=== Section Start ===
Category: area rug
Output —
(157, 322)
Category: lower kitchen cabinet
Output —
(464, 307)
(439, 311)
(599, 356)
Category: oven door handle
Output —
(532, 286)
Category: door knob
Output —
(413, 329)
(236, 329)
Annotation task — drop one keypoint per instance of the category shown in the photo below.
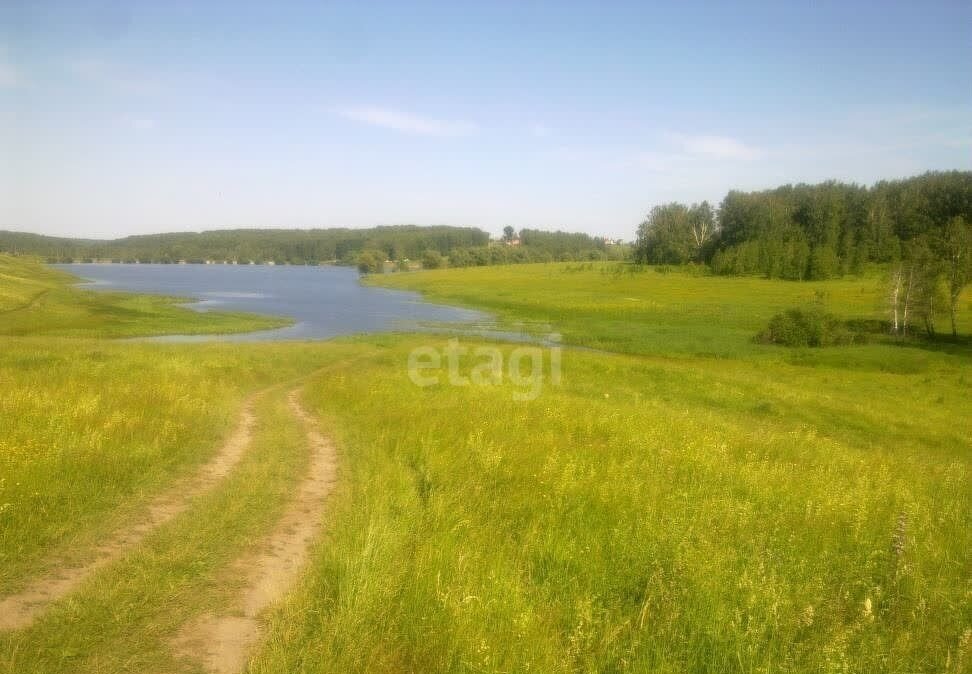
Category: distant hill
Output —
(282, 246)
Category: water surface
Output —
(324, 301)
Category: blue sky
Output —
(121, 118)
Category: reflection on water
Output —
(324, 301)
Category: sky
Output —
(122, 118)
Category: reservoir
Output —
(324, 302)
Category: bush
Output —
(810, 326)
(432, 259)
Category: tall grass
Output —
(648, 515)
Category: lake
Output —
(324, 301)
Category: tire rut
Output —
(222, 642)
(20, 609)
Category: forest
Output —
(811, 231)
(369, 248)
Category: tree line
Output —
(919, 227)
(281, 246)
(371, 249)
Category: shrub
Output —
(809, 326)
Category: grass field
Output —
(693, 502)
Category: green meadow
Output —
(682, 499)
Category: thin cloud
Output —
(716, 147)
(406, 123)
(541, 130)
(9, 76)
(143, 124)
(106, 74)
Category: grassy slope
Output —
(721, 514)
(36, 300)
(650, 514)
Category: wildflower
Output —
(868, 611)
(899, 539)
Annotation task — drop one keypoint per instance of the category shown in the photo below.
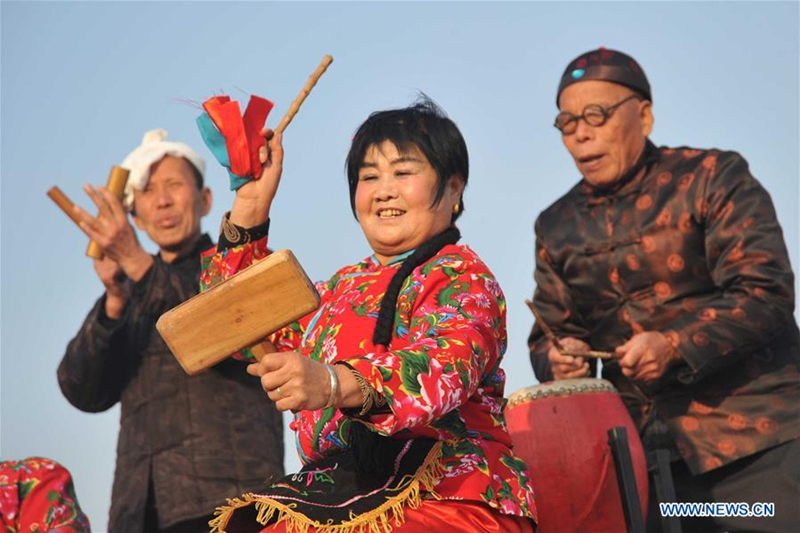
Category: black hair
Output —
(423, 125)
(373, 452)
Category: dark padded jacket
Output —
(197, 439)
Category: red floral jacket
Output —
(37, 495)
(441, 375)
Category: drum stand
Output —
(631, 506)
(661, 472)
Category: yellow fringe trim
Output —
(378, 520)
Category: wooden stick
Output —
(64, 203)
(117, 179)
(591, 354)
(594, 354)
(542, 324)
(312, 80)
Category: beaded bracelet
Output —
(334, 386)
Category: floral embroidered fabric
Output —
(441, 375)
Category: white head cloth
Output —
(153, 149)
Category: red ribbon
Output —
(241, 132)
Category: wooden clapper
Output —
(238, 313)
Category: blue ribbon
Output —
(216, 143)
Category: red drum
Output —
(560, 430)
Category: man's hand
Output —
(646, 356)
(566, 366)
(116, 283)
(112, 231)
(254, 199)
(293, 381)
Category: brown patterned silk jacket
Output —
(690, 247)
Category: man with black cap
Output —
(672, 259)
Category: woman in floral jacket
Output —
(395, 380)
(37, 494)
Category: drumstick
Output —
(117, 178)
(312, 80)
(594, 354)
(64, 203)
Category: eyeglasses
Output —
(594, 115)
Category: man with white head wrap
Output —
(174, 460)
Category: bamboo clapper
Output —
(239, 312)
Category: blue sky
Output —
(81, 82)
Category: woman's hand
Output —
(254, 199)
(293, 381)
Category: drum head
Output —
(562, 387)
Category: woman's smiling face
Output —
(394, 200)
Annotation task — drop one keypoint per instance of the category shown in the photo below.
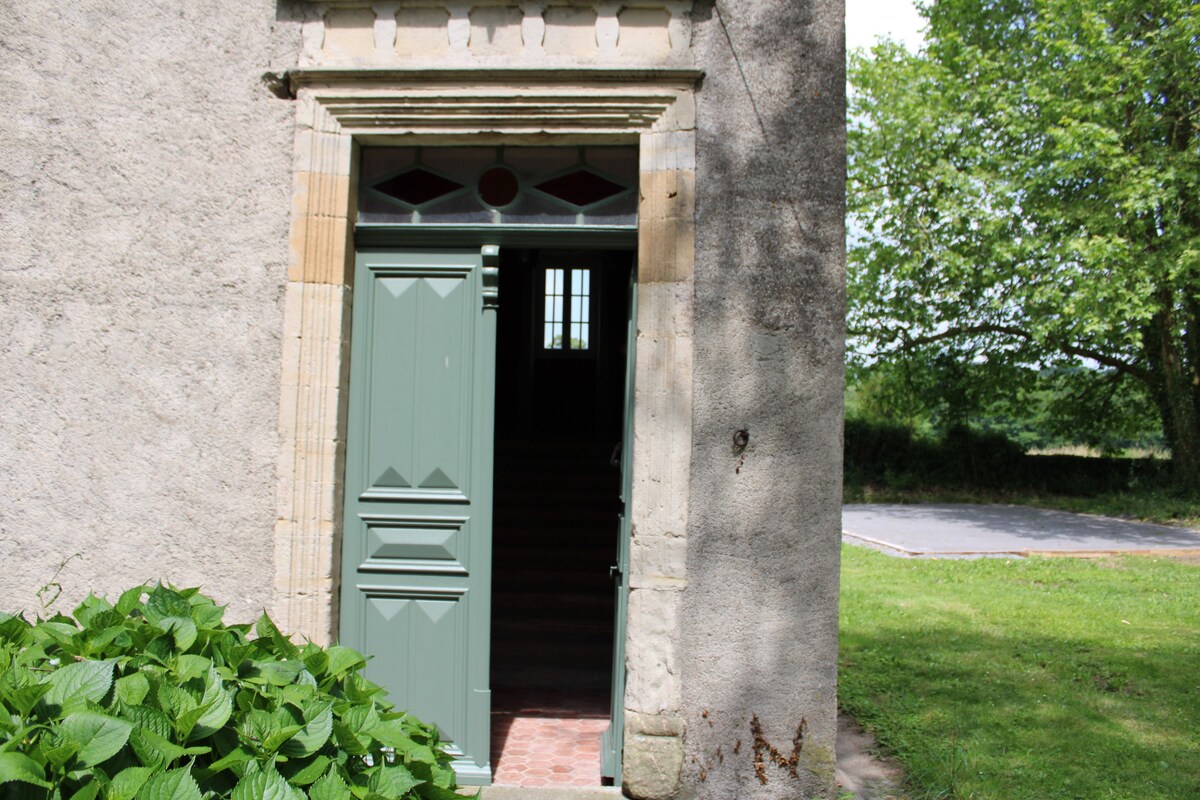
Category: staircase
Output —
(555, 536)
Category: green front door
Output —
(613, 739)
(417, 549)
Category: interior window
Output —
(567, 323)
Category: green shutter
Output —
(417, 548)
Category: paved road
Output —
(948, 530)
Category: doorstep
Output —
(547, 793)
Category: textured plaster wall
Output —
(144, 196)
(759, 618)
=== Section End ===
TASK STATEMENT: Write out every line of the entries that holds the word "floral".

YOUR SOLUTION:
Category: red floral jacket
Category: floral embroidered fabric
Category: woman in floral jacket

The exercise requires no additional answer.